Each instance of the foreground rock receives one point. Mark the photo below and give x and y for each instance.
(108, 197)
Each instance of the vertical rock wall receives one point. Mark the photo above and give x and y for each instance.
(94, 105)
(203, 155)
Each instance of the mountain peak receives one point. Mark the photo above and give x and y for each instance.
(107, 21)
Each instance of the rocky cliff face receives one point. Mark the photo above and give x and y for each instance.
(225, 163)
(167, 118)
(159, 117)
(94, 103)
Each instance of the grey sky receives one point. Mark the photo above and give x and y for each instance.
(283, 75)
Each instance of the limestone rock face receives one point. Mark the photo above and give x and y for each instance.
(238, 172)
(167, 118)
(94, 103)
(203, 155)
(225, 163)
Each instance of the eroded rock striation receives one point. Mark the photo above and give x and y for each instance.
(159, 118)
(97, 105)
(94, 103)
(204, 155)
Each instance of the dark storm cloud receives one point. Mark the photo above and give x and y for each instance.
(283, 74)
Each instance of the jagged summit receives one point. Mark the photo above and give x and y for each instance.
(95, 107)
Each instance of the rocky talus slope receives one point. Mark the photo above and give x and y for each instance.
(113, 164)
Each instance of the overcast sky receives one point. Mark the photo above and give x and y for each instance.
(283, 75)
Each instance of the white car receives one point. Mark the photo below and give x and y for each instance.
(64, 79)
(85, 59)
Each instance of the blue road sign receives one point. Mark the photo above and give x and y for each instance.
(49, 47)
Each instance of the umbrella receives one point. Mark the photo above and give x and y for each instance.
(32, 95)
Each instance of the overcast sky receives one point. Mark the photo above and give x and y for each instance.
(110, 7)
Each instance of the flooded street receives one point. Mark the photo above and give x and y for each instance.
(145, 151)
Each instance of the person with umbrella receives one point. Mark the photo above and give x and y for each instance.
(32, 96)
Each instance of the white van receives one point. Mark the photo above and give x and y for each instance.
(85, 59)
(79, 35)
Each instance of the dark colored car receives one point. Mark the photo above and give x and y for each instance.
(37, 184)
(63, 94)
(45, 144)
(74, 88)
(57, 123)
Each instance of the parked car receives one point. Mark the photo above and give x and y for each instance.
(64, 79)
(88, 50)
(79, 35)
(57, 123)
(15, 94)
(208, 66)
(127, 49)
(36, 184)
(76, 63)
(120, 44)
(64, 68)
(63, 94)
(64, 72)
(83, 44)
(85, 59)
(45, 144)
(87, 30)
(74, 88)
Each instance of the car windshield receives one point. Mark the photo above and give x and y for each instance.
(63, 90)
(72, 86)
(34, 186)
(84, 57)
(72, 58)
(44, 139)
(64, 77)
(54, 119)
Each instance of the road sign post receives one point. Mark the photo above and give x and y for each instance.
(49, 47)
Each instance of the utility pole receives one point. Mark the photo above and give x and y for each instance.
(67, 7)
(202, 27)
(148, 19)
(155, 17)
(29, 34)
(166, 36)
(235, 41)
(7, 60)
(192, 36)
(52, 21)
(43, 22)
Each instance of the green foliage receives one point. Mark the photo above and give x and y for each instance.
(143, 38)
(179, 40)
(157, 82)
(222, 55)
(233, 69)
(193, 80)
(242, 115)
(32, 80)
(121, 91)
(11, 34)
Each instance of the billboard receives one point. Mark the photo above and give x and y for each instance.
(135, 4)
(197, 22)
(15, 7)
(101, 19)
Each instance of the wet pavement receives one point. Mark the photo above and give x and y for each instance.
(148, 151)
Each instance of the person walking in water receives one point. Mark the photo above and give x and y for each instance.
----
# WORK TO DO
Can you rescale everything in the listing from the line containing "Each instance of the road" down to the end, both ends included, multiplying each x and y coordinate in the answers by 2.15 and rounding to whole numbers with halves going up? Write all of those lines out again, with the requests kept as they are.

# ANSWER TO THE PROBLEM
Each instance of the road sign post receives one point. Mark the photo above and give x and y for each instance.
(105, 101)
Each instance of the utility pole receives one point. Mark the photo above and give x and y for each instance.
(144, 15)
(434, 58)
(318, 41)
(333, 37)
(62, 73)
(357, 77)
(505, 88)
(15, 129)
(413, 77)
(112, 45)
(92, 47)
Each instance of the green foliage receives one point. Mark the photo above and give x and y for each instance.
(307, 82)
(385, 86)
(338, 176)
(477, 118)
(501, 148)
(415, 172)
(520, 247)
(69, 172)
(260, 196)
(24, 73)
Each instance of the billboard receives one point. Mark the photo above and give x and y for each instance.
(290, 9)
(424, 47)
(32, 15)
(217, 41)
Each instance of the wet pavement receives one point. Mark the photo above and give x and y for each instance.
(318, 325)
Each instance of the person walking in water receives one point. Mark the photo above and give x and y for each instance.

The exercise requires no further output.